──────── TEXTE DE LA PAGE ────────

Trois juristes expriment dans "La Tribune" leurs réserves sur les
modalités de ce nouveau contrat de travail. Les ordonnances prévoient
aussi la "neutralisation" de certains seuils, le décompte des jeunes
dans les effectifs des entreprises, et la création d'un "service
chèque-emploi" pour les très petites entreprises.
LE GOUVERNEMENT RESTE FERME SUR LE CONTRAT "NOUVELLE EMBAUCHE"
Ce nouveau type de CDI à contraintes allégées fait l'objet de l'un des
quatre projets d'ordonnances pour l'emploi transmis aux partenaires
sociaux. Les autres textes "neutralisent" certains seuils sociaux et
modifient le décompte des effectifs.
Quatre projets d'ordonnances ont été remis vendredi aux partenaires
sociaux en vue de la préparation du Conseil supérieur de l'emploi du
jeudi 21 juillet. Ces textes sont la traduction exacte des mesures
d'urgence pour l'emploi annoncées par le Premier ministre dans son
discours de politique générale, avec, notamment, l'institution du très
décrié contrat "nouvelle embauche".
Voici les principaux points de ces ordonnances.
Nouveau type de CDI pour entreprises de moins de 20 salariés.
Le contrat "nouvelle embauche" (CNE) est réservé aux entreprises - et
non aux établissements (sites de production juridiquement non
autonomes) - employant "jusqu'à 20 salariés". Innovation, pendant "la
période de consolidation de l'emploi de deux ans", les modalités de
rupture se résument à l'envoi par l'employeur "d'une lettre
recommandée" avec AR. Aucune justification n'est nécessaire.

────────

Renvoyez à l'identique et en entier le texte sur le contrat « nouvelle embauche ». Les enregistrements ne sont pas utiles ici.

──────── MATÉRIAU FOURNI ────────

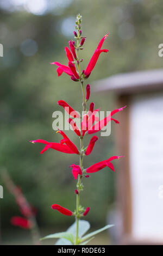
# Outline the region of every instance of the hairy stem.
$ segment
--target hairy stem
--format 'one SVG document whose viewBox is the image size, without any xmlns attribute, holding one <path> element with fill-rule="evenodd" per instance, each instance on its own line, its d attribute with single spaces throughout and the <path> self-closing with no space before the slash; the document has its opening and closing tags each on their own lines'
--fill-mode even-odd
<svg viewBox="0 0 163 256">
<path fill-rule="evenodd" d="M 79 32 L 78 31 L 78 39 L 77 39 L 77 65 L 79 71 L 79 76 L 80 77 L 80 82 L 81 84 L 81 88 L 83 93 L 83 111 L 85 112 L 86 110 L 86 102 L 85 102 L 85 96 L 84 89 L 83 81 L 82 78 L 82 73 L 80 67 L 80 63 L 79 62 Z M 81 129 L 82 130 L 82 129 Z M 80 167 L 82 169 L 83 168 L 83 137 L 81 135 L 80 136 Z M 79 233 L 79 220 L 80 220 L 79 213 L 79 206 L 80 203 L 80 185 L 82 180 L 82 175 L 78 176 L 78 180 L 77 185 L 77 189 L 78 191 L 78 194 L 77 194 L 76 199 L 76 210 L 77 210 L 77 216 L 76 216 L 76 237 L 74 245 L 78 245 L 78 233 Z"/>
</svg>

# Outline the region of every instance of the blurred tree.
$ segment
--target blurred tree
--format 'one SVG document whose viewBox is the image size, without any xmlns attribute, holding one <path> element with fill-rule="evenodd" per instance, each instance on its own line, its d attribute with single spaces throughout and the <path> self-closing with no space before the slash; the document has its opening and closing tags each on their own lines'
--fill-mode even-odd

────────
──────── MATÉRIAU FOURNI ────────

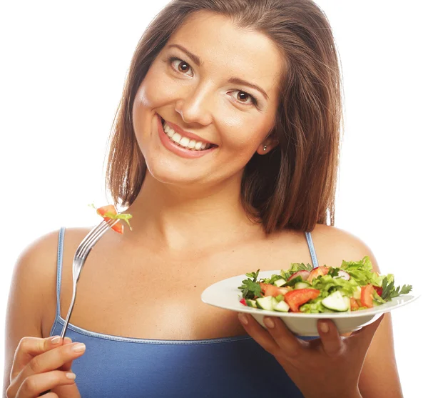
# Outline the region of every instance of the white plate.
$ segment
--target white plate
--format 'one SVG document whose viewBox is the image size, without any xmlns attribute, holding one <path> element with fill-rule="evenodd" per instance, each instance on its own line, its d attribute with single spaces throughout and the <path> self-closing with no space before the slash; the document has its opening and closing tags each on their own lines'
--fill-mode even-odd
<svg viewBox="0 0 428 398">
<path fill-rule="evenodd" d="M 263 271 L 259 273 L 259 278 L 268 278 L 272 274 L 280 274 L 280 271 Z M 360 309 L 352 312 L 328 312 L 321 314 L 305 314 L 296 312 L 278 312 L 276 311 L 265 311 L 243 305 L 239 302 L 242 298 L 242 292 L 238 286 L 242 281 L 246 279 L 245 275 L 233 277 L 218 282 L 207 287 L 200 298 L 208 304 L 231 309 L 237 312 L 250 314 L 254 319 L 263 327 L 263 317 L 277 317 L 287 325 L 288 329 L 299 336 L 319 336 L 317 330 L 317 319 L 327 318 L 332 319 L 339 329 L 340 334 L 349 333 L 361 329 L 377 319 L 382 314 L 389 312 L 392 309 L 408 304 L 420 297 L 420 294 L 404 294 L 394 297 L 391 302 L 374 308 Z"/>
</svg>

────────

RÉPONSE COMPLÈTE:
Trois juristes expriment dans "La Tribune" leurs réserves sur les
modalités de ce nouveau contrat de travail. Les ordonnances prévoient
aussi la "neutralisation" de certains seuils, le décompte des jeunes
dans les effectifs des entreprises, et la création d'un "service
chèque-emploi" pour les très petites entreprises.
LE GOUVERNEMENT RESTE FERME SUR LE CONTRAT "NOUVELLE EMBAUCHE"
Ce nouveau type de CDI à contraintes allégées fait l'objet de l'un des
quatre projets d'ordonnances pour l'emploi transmis aux partenaires
sociaux. Les autres textes "neutralisent" certains seuils sociaux et
modifient le décompte des effectifs.
Quatre projets d'ordonnances ont été remis vendredi aux partenaires
sociaux en vue de la préparation du Conseil supérieur de l'emploi du
jeudi 21 juillet. Ces textes sont la traduction exacte des mesures
d'urgence pour l'emploi annoncées par le Premier ministre dans son
discours de politique générale, avec, notamment, l'institution du très
décrié contrat "nouvelle embauche".
Voici les principaux points de ces ordonnances.
Nouveau type de CDI pour entreprises de moins de 20 salariés.
Le contrat "nouvelle embauche" (CNE) est réservé aux entreprises - et
non aux établissements (sites de production juridiquement non
autonomes) - employant "jusqu'à 20 salariés". Innovation, pendant "la
période de consolidation de l'emploi de deux ans", les modalités de
rupture se résument à l'envoi par l'employeur "d'une lettre
recommandée" avec AR. Aucune justification n'est nécessaire.